** Records shown follows **

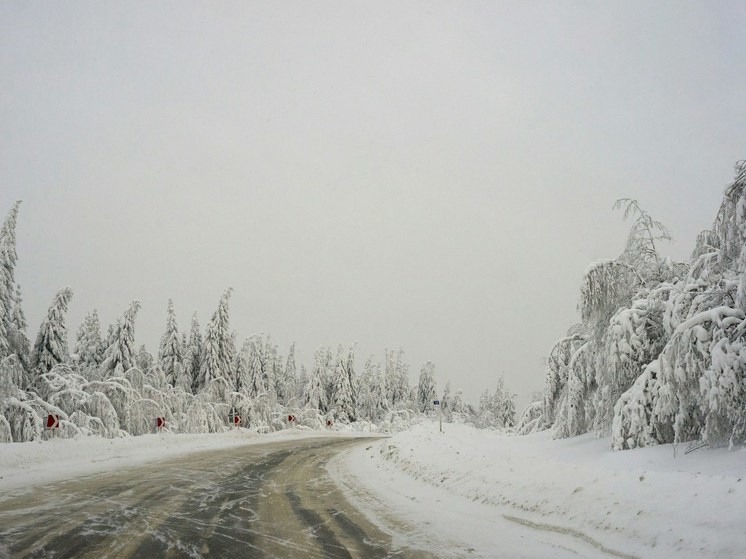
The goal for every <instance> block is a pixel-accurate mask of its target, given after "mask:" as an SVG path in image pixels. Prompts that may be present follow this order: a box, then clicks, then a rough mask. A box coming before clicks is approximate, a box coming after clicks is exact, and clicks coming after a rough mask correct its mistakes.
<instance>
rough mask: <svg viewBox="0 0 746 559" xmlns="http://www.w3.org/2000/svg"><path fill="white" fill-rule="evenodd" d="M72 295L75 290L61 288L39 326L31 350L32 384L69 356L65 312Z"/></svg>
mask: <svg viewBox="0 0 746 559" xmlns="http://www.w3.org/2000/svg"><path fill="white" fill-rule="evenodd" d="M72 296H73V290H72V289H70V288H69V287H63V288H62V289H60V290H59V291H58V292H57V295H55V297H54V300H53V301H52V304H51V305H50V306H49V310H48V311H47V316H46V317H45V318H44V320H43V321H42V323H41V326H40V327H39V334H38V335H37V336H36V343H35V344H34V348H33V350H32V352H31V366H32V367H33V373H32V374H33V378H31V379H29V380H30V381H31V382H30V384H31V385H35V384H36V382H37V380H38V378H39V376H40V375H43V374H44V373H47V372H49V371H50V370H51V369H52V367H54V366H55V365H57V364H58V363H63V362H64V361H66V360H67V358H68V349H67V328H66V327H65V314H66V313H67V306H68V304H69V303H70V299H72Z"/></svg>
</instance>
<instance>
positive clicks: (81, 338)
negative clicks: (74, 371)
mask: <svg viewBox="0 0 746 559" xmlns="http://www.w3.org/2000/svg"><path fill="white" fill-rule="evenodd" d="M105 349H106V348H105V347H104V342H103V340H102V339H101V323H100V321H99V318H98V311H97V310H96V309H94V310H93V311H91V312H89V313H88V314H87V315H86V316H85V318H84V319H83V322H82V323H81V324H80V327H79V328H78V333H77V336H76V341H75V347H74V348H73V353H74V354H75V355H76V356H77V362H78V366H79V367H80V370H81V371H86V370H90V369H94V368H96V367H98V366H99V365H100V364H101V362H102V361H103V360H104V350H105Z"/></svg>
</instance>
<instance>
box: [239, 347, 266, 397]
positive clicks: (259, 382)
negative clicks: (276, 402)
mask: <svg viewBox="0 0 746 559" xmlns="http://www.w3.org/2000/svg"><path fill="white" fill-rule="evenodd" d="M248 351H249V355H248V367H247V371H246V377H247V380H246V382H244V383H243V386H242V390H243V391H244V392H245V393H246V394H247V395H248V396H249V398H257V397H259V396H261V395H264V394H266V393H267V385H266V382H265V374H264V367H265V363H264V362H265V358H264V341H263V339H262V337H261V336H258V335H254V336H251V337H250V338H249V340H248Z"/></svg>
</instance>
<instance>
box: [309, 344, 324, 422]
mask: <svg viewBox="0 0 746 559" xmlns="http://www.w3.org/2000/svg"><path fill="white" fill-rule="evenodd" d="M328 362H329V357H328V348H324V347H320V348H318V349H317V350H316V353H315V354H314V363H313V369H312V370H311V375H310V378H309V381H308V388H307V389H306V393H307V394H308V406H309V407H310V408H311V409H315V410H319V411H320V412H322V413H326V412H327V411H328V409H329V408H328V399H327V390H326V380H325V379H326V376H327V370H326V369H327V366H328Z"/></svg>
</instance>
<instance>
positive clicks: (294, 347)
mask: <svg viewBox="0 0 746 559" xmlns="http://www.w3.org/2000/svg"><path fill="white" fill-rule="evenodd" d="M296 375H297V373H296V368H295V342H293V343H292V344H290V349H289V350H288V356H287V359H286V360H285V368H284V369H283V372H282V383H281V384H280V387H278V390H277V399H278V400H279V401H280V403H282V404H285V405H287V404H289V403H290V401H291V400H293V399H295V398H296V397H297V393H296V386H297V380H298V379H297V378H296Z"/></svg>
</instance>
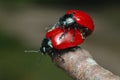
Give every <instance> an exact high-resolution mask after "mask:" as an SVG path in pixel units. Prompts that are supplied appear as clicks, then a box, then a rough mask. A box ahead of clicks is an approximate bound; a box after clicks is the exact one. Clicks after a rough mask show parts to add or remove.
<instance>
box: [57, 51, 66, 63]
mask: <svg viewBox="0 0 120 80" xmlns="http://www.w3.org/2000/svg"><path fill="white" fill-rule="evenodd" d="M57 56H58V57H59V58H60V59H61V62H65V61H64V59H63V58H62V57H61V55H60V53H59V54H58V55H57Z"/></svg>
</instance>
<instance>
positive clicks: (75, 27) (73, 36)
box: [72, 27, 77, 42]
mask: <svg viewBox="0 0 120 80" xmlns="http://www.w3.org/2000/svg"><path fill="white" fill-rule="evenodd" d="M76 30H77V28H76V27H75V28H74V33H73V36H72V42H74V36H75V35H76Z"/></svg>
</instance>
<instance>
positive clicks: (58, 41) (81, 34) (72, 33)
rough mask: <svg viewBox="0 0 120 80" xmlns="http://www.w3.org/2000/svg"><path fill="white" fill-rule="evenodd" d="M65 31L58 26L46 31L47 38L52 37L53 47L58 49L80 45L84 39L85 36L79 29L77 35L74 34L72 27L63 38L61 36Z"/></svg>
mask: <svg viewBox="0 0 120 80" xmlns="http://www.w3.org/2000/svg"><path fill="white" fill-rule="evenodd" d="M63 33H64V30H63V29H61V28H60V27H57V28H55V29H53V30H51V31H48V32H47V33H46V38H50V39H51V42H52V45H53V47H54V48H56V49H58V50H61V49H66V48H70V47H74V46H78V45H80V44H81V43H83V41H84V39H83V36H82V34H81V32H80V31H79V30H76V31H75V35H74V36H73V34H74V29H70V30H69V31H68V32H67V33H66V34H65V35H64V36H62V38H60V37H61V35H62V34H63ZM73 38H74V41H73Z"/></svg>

** End of Records shown **

▶ **Problem to solve**
Pull out every line of the records that contains the string "positive", matching its case exactly.

▶ **Written reply**
positive clicks: (81, 338)
positive clicks: (259, 382)
positive clicks: (294, 347)
positive clicks: (75, 27) (73, 36)
positive clicks: (58, 41) (81, 34) (72, 33)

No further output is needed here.